**Extrait du document:**
1. Toute personne a le droit de circuler librement
et de choisir sa résidence à l’intérieur d’un Etat.

2. Toute personne a le droit de quitter tout pays,
y compris le sien, et de revenir dans son pays.

Assan Ba et Nina Marx travaillent ensemble au CCFD. Chargés de Mission ils vont à la rencontre de 70 ou 80 partenaires dont ils soutiennent les efforts de développement sur tous les continents. Ils sont également chargés du Secteur « Migrants » en France. A ce titre, ils s’intéressent de très près à l’association « Mes-Tissages » et sont devenus des amis de « La Maison islamo-chrétienne ». Ils ont bien voulu répondre à nos questions.

Un droit fondamental méconnu.

On a beaucoup parlé d’immigration pendant les campagnes électorales. Que pensez-vous des politiques européennes en la matière ?

La Déclaration universelle de 1948 reconnaît à tout homme le Droit à la mobilité et à s’installer dans le pays de son choix. La référence à Abraham, dans la Bible, est importante à méditer : il a quitté son pays et, ce faisant, il ouvrait un avenir prometteur. Le Coran s’interroge  : «  Pourquoi ne vous dispersez-vous pas ? » La doctrine sociale de l’Eglise dont nous nous réclamons parle de destination universelle des biens.

La pauvreté ou les troubles politiques peuvent contraindre des personnes à fuir leur pays. L’âge de la communication dans lequel nous sommes entrés fait que le regard qu’un jeune de trente ans porte sur la planète a changé ; il se met à rêver d’une terre où il pourra mieux vivre. On peut comprendre qu’un pays protège le travail de ses ressortissants mais on ne peut admettre que l’Europe méconnaisse ce droit fondamental à quitter sa terre. Les pays d’Occident, la France en particulier, donnent de l’argent aux pays du Maghreb et du Sahel pour qu’ils empêchent leurs ressortissants de franchir leurs frontières. On parlait d’« immigration clandestine » ; désormais on connaît l’ « émigration clandestine ». Il s’agit là d’une atteinte aux droits fondamentaux que sont la liberté de circulation et le droit à la mobilité.

**Lignes fournies:**
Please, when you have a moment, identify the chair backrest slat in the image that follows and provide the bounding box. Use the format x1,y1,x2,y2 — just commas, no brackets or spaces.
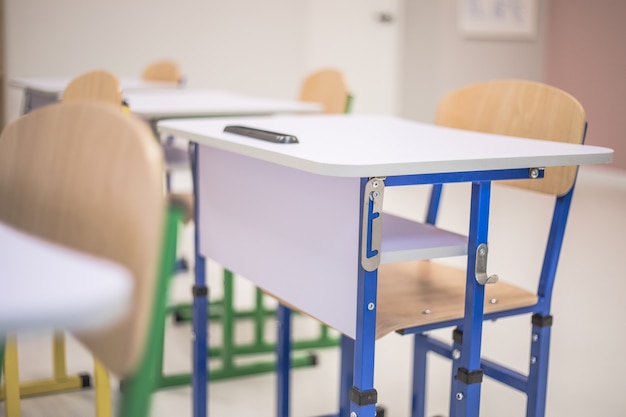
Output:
0,101,165,376
435,80,586,196
299,69,350,114
62,70,122,106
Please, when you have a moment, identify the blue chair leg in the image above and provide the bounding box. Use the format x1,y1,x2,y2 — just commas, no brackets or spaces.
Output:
339,335,354,417
526,314,552,417
411,333,428,417
450,328,463,417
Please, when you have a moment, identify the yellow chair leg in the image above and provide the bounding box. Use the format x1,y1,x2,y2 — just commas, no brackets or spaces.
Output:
93,359,112,417
0,332,91,396
2,336,21,417
52,332,67,380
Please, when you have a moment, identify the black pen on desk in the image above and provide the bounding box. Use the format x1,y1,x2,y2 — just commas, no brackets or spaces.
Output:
224,125,299,143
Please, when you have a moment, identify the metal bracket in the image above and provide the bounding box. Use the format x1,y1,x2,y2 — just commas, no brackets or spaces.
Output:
361,178,385,272
476,243,498,285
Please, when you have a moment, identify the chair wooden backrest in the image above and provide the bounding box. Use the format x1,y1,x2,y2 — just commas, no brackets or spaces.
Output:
141,59,183,83
61,70,122,106
0,101,165,377
435,80,586,195
299,69,350,114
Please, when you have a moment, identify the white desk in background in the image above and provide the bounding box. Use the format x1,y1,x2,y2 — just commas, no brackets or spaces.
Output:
0,223,133,338
124,88,322,122
158,115,613,417
7,77,179,114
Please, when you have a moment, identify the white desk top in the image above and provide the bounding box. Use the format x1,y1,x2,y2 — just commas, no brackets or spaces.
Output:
0,223,132,335
7,77,178,96
158,115,613,177
124,88,322,120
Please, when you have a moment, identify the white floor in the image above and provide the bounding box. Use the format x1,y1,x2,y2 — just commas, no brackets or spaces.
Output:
0,168,626,417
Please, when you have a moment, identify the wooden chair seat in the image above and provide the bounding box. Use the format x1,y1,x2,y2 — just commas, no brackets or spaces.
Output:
376,261,537,339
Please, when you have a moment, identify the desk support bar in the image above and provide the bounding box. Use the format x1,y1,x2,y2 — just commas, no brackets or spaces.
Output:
361,178,385,272
450,181,491,417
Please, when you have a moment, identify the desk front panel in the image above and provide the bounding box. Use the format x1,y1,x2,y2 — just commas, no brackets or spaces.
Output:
198,146,362,338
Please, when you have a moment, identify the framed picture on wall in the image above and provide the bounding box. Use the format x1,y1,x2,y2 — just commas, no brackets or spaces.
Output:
457,0,539,40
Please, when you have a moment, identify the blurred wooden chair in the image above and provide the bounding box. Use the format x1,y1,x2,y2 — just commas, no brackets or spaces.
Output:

**Consigne:** Réécris le passage de l'extrait sur la liberté de circulation compris entre « 1. Toute personne » et « à nos questions. » inclus, en remplaçant « partenaires » par « interlocuteurs ».

**Solution:**
1. Toute personne a le droit de circuler librement
et de choisir sa résidence à l’intérieur d’un Etat.

2. Toute personne a le droit de quitter tout pays,
y compris le sien, et de revenir dans son pays.

Assan Ba et Nina Marx travaillent ensemble au CCFD. Chargés de Mission ils vont à la rencontre de 70 ou 80 interlocuteurs dont ils soutiennent les efforts de développement sur tous les continents. Ils sont également chargés du Secteur « Migrants » en France. A ce titre, ils s’intéressent de très près à l’association « Mes-Tissages » et sont devenus des amis de « La Maison islamo-chrétienne ». Ils ont bien voulu répondre à nos questions.